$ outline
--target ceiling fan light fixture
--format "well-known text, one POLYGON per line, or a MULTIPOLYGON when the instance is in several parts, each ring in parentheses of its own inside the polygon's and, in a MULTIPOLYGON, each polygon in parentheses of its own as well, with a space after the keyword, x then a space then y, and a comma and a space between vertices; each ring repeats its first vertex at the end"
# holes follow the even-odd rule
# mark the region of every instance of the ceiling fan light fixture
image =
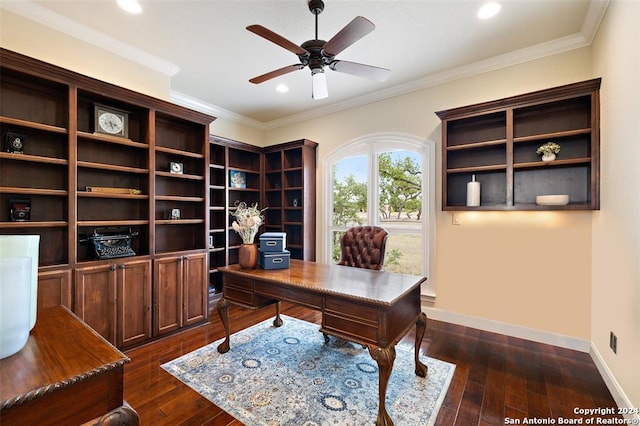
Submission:
POLYGON ((284 83, 280 83, 276 86, 276 92, 278 93, 287 93, 289 91, 289 86, 284 83))
POLYGON ((311 97, 313 99, 324 99, 329 96, 327 90, 327 77, 322 68, 311 70, 311 97))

━━━━━━━━━━━━━━━━

* EXERCISE DETAILS: Rewrite the items above with every "ceiling fan light fixture" changed to "pendant lamp" and all other text left as it is. Omit the pictures.

* WRITTEN ANSWER:
$ outline
--target pendant lamp
--format "well-known text, one POLYGON per line, or a MULTIPOLYGON when the instance is in several parts, each ring in parentheses of its own inside the polygon's and, in a MULTIPOLYGON, each polygon in parentheses of its own as well, with a space after the keyword, x then a space then y, and a comma and a space between vertices; each ring repeats its first vertex at the end"
# holes follow the even-odd rule
# mark the region of every instance of the pendant lamp
image =
Submission:
POLYGON ((284 83, 280 83, 276 86, 276 92, 278 93, 287 93, 289 91, 289 86, 284 83))
POLYGON ((311 97, 313 99, 324 99, 329 96, 327 90, 327 77, 322 68, 311 70, 311 97))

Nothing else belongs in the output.